Problem statement: Locate, in the data below, the line that contains "Segmentation task: an" and the line that contains "95L93 88L79 91L43"; reproduce exactly those two lines and every line between them, nothing more.

Material provided:
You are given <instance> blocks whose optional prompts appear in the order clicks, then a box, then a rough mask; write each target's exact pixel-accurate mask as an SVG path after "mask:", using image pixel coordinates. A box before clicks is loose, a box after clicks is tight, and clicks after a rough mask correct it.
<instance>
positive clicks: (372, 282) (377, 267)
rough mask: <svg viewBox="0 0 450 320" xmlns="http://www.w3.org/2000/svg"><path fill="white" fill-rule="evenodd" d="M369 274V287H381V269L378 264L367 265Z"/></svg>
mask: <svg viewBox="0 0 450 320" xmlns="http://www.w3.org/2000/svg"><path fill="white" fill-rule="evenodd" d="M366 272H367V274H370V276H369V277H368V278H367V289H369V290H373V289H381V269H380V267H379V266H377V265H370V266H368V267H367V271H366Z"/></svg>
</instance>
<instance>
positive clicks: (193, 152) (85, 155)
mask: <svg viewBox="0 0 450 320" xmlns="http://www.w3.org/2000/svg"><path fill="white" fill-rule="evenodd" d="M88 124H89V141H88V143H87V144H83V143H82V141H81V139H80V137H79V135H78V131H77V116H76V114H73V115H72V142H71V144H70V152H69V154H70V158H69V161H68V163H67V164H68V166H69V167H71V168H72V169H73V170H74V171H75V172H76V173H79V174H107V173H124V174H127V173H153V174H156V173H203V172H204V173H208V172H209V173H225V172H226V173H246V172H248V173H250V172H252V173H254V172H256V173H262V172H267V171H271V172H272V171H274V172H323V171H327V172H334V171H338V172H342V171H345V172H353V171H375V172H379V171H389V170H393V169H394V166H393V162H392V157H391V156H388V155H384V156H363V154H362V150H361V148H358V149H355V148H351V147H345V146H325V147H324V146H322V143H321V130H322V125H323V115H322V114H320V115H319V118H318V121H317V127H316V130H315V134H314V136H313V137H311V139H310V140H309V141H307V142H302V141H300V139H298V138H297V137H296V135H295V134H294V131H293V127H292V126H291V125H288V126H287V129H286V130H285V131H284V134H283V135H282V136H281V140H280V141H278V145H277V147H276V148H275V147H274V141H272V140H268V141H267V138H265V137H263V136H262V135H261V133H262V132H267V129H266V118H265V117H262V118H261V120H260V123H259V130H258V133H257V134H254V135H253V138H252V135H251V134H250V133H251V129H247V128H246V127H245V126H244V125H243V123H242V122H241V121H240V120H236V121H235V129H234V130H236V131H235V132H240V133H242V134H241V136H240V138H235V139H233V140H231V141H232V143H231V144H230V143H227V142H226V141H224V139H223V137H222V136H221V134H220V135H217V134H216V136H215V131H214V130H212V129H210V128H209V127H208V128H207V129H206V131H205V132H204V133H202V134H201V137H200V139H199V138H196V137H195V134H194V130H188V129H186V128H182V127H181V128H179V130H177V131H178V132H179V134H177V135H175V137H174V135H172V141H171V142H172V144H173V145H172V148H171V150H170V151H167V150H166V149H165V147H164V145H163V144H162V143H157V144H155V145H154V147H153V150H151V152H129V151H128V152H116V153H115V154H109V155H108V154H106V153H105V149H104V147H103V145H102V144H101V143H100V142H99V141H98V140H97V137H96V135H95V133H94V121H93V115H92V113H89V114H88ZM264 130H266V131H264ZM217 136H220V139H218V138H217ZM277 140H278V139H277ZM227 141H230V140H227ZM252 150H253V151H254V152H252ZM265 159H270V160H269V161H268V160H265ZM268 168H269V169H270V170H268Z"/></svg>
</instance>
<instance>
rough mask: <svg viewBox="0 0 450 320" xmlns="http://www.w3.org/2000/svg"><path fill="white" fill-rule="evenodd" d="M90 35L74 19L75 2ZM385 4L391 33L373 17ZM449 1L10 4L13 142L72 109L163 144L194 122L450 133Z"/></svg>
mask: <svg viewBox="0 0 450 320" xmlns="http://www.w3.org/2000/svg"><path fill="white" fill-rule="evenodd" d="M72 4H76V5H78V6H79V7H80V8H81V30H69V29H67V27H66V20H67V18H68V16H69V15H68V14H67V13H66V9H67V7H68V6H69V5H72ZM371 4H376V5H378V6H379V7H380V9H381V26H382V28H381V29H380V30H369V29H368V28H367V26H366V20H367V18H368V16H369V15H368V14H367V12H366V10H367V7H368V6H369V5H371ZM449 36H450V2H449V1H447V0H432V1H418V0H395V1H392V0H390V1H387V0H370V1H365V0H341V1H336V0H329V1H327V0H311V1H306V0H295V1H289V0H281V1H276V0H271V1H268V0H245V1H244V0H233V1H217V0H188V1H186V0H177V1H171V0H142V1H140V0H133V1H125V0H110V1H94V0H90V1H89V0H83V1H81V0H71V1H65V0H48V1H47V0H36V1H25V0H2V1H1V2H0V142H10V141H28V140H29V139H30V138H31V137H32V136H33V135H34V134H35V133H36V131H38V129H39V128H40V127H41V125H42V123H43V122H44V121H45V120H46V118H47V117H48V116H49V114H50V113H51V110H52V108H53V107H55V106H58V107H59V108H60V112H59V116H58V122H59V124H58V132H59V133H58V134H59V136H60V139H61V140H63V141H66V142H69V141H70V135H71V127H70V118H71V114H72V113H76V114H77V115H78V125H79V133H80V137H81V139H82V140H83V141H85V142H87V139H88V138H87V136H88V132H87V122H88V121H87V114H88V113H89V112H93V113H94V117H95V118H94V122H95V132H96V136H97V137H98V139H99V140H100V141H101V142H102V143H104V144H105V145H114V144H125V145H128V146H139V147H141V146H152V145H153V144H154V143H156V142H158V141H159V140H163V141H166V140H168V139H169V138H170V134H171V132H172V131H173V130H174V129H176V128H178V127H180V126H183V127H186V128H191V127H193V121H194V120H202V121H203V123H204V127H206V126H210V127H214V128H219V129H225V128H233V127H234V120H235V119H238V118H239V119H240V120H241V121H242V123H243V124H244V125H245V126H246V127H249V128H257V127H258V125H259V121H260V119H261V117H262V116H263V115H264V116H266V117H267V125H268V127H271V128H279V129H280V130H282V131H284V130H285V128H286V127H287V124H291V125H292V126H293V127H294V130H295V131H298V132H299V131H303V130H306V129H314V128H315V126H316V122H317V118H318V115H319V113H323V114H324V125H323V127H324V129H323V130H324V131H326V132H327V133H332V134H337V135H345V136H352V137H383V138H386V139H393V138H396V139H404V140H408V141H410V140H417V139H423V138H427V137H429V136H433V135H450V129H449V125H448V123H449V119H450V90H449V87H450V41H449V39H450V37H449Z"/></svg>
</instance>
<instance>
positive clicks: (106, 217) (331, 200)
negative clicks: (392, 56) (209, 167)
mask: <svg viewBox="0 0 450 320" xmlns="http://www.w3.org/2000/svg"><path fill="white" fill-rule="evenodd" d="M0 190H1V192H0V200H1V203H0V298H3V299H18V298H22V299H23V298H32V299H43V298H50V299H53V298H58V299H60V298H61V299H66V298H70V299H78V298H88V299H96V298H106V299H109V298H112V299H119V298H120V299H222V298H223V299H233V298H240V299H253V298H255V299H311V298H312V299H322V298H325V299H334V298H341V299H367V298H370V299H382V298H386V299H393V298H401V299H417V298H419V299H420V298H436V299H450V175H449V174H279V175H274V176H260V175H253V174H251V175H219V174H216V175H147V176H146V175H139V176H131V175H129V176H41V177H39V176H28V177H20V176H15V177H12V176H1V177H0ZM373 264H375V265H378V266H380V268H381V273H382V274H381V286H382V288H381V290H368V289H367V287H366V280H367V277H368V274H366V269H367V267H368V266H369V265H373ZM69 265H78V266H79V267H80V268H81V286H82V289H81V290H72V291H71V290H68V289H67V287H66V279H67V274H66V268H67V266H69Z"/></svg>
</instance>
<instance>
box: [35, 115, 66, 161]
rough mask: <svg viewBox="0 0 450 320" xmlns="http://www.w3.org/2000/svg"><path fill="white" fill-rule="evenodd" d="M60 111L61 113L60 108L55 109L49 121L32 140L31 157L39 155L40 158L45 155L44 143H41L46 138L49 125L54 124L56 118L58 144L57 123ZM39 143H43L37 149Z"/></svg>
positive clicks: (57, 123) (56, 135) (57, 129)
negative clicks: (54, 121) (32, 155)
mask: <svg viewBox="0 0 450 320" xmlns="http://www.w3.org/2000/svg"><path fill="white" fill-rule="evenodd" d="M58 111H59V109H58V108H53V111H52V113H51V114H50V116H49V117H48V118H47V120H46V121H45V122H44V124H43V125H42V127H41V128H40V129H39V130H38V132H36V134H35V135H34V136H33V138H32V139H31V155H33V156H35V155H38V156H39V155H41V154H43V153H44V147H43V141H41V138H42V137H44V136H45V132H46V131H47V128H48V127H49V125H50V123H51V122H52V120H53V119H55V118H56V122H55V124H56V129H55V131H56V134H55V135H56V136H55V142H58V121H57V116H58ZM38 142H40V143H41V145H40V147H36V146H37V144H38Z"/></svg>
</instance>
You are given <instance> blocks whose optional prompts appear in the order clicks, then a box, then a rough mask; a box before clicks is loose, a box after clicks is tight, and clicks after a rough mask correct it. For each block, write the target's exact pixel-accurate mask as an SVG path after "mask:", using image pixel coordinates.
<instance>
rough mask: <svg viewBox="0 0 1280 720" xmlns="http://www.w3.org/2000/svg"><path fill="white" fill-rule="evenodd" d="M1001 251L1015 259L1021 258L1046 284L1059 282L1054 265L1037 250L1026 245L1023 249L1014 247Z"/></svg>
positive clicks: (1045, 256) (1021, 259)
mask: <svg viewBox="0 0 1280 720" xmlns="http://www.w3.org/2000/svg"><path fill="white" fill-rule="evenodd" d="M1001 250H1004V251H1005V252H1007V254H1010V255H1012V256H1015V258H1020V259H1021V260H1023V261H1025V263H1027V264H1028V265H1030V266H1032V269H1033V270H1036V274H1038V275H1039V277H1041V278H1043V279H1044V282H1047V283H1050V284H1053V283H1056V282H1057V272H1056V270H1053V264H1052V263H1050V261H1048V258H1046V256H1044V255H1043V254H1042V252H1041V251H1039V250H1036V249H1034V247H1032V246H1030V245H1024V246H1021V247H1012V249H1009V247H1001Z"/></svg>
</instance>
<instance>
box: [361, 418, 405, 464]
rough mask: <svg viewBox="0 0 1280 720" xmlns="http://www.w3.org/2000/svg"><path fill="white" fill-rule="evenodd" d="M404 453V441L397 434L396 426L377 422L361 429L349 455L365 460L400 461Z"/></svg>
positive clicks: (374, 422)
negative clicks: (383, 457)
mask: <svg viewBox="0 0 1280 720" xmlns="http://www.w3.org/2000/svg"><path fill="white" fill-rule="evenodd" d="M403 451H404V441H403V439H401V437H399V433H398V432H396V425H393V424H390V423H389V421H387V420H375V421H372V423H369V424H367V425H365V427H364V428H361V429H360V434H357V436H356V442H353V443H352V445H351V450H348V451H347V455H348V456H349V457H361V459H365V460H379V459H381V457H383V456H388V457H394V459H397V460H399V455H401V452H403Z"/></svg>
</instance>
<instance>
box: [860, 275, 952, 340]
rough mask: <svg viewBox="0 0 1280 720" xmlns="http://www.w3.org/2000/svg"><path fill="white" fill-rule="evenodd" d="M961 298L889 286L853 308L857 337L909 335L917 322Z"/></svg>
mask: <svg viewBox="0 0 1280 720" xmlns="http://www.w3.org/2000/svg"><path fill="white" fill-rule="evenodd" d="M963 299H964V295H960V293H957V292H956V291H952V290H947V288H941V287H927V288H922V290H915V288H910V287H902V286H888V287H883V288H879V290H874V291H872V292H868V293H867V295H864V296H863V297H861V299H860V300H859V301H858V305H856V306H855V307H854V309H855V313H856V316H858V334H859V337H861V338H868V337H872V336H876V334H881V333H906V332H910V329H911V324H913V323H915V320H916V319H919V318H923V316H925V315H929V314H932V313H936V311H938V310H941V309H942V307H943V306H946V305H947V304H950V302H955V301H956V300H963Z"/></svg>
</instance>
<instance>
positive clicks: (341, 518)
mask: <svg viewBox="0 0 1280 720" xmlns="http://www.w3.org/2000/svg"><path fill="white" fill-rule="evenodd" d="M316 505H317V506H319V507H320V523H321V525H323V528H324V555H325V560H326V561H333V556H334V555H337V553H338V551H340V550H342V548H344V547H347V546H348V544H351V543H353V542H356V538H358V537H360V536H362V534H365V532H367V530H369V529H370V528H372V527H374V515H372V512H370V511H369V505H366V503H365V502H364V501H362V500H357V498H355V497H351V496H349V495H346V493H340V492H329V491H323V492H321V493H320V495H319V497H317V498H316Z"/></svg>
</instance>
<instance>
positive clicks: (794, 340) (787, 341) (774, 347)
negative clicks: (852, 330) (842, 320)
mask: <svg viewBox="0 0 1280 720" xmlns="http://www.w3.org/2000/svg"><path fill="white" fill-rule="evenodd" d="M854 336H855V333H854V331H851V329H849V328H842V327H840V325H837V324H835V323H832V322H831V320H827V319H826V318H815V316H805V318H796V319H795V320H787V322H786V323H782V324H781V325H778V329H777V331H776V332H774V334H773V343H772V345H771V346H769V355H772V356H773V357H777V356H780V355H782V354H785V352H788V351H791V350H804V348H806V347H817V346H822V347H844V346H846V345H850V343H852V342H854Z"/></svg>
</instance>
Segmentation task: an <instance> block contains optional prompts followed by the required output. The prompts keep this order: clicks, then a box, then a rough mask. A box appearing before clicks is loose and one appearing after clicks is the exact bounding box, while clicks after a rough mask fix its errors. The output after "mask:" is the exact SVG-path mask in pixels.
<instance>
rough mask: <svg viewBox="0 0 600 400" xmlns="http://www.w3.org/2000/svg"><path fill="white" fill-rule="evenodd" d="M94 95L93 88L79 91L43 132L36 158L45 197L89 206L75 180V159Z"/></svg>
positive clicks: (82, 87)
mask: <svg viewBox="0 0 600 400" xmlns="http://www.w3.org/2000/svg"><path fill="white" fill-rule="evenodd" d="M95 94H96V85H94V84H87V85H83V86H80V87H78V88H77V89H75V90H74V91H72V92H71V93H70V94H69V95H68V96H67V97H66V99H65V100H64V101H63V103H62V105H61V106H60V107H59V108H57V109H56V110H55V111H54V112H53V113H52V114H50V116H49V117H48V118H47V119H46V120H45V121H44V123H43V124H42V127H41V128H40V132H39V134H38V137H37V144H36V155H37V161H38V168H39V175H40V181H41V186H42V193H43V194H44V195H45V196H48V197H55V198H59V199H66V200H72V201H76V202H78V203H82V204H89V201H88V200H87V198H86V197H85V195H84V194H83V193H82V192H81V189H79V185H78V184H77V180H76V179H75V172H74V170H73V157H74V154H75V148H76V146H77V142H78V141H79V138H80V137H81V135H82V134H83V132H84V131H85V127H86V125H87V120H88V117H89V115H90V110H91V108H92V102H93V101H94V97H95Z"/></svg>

Task response:
Segmentation task: an <instance> block contains optional prompts followed by the required output. The prompts keep this order: clicks, then a box, then a rough mask. A box appearing before clicks is loose and one appearing after clicks is the exact bounding box, while clicks after a rough mask fix its errors. The output after "mask:" is the exact SVG-path mask in pixels.
<instance>
rough mask: <svg viewBox="0 0 600 400" xmlns="http://www.w3.org/2000/svg"><path fill="white" fill-rule="evenodd" d="M94 95L93 88L79 91L43 132L36 158L45 197L89 206L75 180V159Z"/></svg>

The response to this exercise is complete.